— START Data to use —

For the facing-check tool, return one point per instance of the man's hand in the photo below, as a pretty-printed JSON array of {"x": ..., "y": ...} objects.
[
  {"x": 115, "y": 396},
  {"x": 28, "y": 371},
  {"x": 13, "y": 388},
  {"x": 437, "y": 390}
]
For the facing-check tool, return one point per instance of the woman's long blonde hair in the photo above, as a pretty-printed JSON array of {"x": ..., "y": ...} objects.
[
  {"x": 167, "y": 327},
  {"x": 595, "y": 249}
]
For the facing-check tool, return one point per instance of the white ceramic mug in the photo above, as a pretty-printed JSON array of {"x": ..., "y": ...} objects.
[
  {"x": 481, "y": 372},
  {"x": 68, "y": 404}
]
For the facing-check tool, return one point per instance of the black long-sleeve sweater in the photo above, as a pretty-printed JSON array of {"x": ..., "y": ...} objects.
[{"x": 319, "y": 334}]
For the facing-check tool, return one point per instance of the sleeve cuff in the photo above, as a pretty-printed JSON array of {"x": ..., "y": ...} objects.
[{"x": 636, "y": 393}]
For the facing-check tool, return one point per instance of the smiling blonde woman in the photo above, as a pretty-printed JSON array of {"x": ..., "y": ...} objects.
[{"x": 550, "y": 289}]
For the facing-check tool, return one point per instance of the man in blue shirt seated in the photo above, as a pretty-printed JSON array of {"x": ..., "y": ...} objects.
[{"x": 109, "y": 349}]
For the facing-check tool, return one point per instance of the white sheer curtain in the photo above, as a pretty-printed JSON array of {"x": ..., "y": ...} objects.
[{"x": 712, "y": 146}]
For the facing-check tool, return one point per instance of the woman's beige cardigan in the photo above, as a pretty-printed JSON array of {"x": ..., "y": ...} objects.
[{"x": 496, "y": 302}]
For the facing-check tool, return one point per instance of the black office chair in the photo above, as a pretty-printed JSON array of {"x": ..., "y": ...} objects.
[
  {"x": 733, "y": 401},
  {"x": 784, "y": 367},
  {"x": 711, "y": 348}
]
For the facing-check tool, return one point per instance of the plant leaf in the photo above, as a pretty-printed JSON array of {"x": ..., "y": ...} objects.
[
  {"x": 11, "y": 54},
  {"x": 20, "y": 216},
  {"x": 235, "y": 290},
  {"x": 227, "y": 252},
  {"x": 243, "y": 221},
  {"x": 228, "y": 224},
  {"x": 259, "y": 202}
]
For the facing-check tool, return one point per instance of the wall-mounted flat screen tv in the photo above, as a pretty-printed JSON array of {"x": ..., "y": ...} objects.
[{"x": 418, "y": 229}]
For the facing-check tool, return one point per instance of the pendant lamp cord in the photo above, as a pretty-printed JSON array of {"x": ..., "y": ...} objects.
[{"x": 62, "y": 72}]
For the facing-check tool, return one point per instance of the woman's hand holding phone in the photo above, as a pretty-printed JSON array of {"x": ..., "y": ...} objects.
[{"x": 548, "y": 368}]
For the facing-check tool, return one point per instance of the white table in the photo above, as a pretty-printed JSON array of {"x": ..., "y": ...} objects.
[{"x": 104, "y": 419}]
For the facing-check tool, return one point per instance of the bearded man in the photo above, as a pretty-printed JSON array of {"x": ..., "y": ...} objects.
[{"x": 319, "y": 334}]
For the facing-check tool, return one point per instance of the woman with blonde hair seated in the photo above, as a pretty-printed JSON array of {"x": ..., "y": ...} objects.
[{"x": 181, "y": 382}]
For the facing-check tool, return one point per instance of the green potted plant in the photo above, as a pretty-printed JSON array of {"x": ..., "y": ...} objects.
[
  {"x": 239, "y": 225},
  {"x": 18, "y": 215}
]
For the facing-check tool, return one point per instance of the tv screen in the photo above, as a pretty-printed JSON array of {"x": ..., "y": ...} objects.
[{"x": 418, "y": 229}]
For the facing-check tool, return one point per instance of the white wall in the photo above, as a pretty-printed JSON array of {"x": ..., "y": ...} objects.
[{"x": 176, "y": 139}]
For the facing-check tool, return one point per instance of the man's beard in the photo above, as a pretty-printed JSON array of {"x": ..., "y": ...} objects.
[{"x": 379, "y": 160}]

— END Data to use —
— START Data to use —

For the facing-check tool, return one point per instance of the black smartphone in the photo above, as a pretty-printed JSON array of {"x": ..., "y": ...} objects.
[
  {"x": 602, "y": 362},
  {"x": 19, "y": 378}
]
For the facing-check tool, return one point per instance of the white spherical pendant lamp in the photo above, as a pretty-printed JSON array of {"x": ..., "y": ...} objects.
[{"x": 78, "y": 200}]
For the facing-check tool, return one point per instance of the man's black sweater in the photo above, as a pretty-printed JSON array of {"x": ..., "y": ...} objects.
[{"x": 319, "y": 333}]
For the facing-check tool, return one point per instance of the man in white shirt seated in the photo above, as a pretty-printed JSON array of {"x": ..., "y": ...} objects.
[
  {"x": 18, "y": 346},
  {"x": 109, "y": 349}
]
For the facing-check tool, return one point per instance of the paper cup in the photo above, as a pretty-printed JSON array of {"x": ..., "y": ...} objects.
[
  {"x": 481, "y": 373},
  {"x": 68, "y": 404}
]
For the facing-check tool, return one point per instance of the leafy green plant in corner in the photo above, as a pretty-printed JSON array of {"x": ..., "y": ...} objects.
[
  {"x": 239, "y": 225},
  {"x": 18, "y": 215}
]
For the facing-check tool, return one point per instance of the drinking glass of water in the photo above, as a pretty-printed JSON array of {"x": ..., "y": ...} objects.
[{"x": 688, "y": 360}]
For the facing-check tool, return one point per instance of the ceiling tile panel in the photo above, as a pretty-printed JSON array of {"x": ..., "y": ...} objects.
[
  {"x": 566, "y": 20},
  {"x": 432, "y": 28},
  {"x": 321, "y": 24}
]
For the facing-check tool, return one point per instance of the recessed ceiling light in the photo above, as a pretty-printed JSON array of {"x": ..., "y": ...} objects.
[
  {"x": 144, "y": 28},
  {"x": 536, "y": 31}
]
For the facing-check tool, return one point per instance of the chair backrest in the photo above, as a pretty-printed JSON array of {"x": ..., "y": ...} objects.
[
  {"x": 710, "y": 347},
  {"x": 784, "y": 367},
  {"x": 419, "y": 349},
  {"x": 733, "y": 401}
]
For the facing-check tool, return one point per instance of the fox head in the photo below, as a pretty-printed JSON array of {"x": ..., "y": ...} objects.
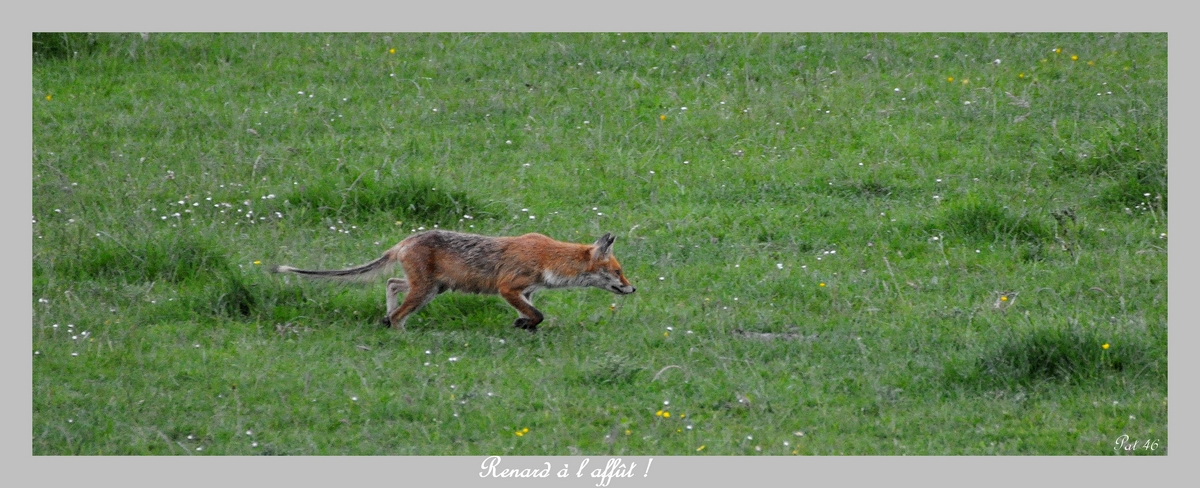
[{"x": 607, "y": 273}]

— END Data to use —

Find each line above that contains the string "wall" and copy every one of those lines in full.

For the facing-check tool, return one point per instance of the wall-mounted flat screen tv in the photo above, as a pretty-printed JSON array of {"x": ..., "y": ...} objects.
For the facing-check tool, return one point per instance of the white wall in the photo above, as a pretty-printed JSON array of {"x": ..., "y": ...} objects.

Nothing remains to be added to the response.